-- start DATA SHOWN --

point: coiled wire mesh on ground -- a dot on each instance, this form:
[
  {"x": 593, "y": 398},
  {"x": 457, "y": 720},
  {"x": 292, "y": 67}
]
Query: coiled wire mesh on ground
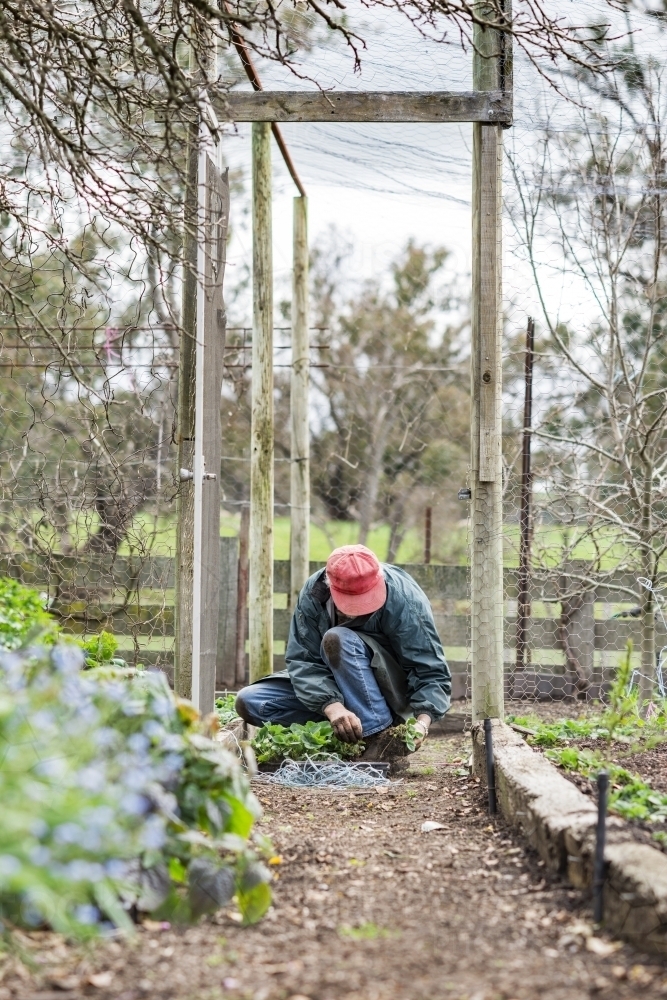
[{"x": 332, "y": 773}]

-- end DATA SHOWN --

Please update the rows above by replacing "coiled" with "rolled" wherever it appears, keeping everything else the same. Leave the pictures out of your answer.

• [TASK OUTPUT]:
point: rolled wire mesh on ground -- a dot on each instance, this form:
[
  {"x": 593, "y": 398},
  {"x": 457, "y": 720},
  {"x": 292, "y": 67}
]
Query: rolled wire mesh on ground
[{"x": 332, "y": 773}]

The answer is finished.